• WORK REQUIRED
Reproduce the line that contains "If you could point to the pink visor" and every line after it through the end of the records, exactly, with nothing added.

---

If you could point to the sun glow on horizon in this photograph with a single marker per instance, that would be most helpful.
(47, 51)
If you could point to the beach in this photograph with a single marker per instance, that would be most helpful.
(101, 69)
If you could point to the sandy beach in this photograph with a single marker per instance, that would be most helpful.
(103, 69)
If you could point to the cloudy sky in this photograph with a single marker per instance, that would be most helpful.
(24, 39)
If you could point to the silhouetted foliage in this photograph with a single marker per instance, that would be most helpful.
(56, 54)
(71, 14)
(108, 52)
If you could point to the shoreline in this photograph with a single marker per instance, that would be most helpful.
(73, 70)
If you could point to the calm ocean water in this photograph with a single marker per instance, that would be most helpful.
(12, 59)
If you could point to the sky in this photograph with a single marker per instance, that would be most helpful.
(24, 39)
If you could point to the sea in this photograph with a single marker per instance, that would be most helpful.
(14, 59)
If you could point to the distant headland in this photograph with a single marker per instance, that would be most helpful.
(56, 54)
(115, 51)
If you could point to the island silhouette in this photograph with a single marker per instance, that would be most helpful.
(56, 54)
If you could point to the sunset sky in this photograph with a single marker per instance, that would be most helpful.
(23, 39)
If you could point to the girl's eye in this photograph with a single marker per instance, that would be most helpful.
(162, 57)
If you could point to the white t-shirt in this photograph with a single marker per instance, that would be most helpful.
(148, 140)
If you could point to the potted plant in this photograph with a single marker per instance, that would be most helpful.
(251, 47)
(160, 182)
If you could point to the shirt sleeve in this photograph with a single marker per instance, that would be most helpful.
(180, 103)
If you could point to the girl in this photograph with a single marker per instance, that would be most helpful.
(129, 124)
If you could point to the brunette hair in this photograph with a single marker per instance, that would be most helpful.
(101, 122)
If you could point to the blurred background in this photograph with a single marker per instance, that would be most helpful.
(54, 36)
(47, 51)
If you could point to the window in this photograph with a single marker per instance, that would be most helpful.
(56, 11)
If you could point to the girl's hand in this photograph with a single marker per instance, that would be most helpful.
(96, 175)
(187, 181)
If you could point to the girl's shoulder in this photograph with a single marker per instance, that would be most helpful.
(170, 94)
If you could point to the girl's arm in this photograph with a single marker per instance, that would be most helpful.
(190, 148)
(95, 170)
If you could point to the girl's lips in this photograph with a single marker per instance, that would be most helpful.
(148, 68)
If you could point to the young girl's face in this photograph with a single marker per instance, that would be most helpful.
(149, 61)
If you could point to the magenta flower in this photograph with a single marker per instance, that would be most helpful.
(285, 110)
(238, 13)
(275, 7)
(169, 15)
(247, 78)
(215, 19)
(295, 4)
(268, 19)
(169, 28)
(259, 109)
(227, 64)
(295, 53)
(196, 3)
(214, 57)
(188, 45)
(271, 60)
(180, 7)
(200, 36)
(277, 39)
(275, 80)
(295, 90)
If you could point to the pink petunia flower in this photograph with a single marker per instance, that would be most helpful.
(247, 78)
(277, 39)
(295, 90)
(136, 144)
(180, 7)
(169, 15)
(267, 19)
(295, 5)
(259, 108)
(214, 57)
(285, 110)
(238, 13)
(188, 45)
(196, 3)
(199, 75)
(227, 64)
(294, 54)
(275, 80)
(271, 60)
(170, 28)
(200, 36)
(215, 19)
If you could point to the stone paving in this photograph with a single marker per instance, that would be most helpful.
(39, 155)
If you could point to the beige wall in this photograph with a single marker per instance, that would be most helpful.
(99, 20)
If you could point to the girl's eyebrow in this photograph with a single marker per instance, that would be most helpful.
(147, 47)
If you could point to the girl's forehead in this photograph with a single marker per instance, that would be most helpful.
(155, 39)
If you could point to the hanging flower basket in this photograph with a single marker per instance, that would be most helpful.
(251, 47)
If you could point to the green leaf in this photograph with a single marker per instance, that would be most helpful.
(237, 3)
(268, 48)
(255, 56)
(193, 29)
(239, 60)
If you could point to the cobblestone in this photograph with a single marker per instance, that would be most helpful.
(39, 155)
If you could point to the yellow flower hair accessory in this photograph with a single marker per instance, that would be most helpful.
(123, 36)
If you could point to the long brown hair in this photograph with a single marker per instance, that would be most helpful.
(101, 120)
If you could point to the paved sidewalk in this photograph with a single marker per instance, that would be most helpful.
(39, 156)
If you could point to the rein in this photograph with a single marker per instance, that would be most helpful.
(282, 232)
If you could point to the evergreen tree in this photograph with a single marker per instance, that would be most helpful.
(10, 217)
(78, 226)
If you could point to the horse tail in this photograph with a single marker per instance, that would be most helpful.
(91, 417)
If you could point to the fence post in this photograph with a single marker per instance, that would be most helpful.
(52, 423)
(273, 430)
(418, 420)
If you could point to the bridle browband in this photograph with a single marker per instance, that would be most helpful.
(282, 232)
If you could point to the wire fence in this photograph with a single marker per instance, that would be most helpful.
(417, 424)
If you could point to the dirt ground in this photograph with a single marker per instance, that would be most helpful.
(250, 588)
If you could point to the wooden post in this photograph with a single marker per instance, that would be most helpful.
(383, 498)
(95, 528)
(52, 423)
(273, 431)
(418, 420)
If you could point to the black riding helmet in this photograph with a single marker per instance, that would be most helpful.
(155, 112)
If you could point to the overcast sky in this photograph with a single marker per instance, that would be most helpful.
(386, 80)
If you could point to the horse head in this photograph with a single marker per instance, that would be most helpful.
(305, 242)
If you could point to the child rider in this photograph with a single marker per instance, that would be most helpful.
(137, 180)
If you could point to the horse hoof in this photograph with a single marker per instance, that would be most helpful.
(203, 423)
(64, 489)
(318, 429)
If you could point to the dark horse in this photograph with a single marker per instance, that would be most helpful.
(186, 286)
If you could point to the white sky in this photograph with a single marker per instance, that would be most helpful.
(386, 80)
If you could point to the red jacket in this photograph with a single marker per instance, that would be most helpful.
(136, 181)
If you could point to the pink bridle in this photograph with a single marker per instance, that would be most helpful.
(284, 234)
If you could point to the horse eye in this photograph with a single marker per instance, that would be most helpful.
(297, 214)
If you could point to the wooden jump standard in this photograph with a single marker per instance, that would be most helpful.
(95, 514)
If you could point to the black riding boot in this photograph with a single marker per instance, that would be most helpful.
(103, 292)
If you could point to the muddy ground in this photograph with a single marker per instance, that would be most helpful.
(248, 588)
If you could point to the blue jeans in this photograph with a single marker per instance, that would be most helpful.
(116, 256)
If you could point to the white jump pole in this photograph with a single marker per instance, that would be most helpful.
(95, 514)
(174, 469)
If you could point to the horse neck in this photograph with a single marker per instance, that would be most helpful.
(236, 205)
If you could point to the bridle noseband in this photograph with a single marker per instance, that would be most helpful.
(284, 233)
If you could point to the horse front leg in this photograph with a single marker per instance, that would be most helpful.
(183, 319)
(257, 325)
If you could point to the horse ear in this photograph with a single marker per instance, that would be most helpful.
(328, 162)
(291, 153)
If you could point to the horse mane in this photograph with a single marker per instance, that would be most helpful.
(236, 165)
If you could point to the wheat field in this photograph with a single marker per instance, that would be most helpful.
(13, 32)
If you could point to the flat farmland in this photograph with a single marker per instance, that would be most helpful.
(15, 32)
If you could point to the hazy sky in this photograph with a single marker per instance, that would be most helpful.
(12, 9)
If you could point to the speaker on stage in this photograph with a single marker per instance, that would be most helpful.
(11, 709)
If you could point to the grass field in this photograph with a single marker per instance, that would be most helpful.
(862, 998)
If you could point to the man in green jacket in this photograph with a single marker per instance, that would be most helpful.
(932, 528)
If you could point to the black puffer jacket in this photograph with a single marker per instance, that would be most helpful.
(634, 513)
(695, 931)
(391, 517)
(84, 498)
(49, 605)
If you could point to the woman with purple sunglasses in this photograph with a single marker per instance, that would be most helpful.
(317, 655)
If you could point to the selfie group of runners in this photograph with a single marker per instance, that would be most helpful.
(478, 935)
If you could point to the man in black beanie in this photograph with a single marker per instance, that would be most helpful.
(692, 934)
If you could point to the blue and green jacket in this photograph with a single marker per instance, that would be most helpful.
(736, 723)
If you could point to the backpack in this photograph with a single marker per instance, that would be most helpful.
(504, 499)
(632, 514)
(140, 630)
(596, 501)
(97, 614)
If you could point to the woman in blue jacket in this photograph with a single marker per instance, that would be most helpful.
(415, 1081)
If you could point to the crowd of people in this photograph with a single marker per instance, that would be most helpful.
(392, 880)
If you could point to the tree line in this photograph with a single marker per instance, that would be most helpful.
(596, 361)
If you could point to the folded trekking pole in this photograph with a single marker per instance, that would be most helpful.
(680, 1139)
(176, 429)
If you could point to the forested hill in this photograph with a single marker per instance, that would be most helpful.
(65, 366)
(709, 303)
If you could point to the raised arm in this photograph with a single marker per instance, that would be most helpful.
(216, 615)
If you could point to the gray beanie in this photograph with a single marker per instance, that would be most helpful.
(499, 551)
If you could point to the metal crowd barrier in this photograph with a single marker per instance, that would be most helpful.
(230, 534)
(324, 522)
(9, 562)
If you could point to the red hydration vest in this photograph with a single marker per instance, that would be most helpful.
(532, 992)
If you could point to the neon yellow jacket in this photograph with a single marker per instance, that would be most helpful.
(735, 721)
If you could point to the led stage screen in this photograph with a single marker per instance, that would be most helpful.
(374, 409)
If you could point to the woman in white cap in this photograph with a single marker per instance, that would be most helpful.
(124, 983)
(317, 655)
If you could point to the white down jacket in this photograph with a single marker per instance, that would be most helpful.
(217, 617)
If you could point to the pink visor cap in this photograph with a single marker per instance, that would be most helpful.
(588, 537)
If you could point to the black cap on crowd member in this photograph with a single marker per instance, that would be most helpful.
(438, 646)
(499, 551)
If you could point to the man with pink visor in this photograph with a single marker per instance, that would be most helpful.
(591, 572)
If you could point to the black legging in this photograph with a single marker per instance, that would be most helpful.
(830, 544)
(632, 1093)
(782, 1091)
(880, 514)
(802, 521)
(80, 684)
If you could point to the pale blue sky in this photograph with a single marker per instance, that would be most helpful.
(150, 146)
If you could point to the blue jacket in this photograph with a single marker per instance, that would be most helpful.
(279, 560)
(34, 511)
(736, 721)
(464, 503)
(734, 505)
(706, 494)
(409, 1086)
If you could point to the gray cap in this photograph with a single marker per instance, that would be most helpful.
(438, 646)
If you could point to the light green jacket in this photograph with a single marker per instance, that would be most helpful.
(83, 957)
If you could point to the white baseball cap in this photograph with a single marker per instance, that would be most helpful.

---

• RESULT OF THE EXERCISE
If you could point to the pink visor cap in this photograph with a single marker per instance, that would be most helpful.
(588, 537)
If you could point to the black cap on crowd member in this photograph with a single marker per instance, that would be most helpful.
(438, 646)
(499, 551)
If you could point to the man with pink visor in this photograph with a single marker per instance, that would be most helpful.
(591, 572)
If you could point to the black legging in this photograph with a single marker per instance, that would be most helpful.
(830, 544)
(632, 1093)
(782, 1091)
(880, 514)
(802, 521)
(80, 684)
If you could point to the pale blue sky in this photograph with a single marker per instance, that would be most helpful.
(150, 146)
If you could point to the blue jacket in this photograph with a single marker per instance, that would be most helpful.
(279, 560)
(34, 511)
(736, 721)
(464, 503)
(734, 505)
(706, 494)
(409, 1086)
If you could point to the gray cap in this photograph with a single marker per instance, that would be most helpful.
(438, 646)
If you could point to the light green jacket in this photograph with a single marker per instance, that would be most helpful.
(83, 957)
If you could point to the white baseball cap in this photograph with a single marker per instance, that would be most helpful.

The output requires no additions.